The opening chapters of the Gospel of Matthew portray Scripture as a storyline—a diverse but unified narrative of God’s work in history. Jesus’ genealogy and birth, coupled with the quotations from the Old Testament, show that the drama of the nation of Israel had reached new heights in the One born of a virgin. Matthew 1-2 presents the fulfillment of prophetic hopes established in the Old Testament.
God had been at work in the history of Israel. In the Garden of Eden, the Lord said to the serpent, “I will put hostility between you and the woman, and between your seed and her seed. He will strike your head, and you will strike his heel” (Gen 3:15). The Advent of Jesus thus marks a significant point in the storyline of Scripture, preceded by days of promise, setting the stage for the last days, and the consummation of the kingdom of God among men. Matthew’s reliance upon the Old Testament is further evidence that the Gospel writers did not see the coming of Jesus as an event to be understood in isolation.
(1) In Matt 1:1-17, Matthew marked off Jesus’ genealogy in equal numbers from Abraham to David, from David to the exile, and from the exile to Jesus’ birth. Jesus’ genealogy signaled fulfillment. Matthew presented David as the central figure in Israel’s history, setting up the prominent role David would play in his Gospel (Matt 1:20; 9:27; 12:3, 23; 15:22; 20:30-31; 21:9, 15; 22:42-45). Matthew composed Jesus’ genealogy to signal the fulfillment of God’s work in Israel and to present a new beginning, God’s revelatory and redemptive work in Jesus.

What is expected. Retype the part of the text on Matthew's opening chapters between "God had been" and "understood in isolation.", inclusive. The records have no connection to the text on Matthew's opening chapters.

[Items from a data source]

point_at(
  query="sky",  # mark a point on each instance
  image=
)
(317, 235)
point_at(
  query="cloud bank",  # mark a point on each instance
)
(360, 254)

Response.
God had been at work in the history of Israel. In the Garden of Eden, the Lord said to the serpent, “I will put hostility between you and the woman, and between your seed and her seed. He will strike your head, and you will strike his heel” (Gen 3:15). The Advent of Jesus thus marks a significant point in the storyline of Scripture, preceded by days of promise, setting the stage for the last days, and the consummation of the kingdom of God among men. Matthew’s reliance upon the Old Testament is further evidence that the Gospel writers did not see the coming of Jesus as an event to be understood in isolation.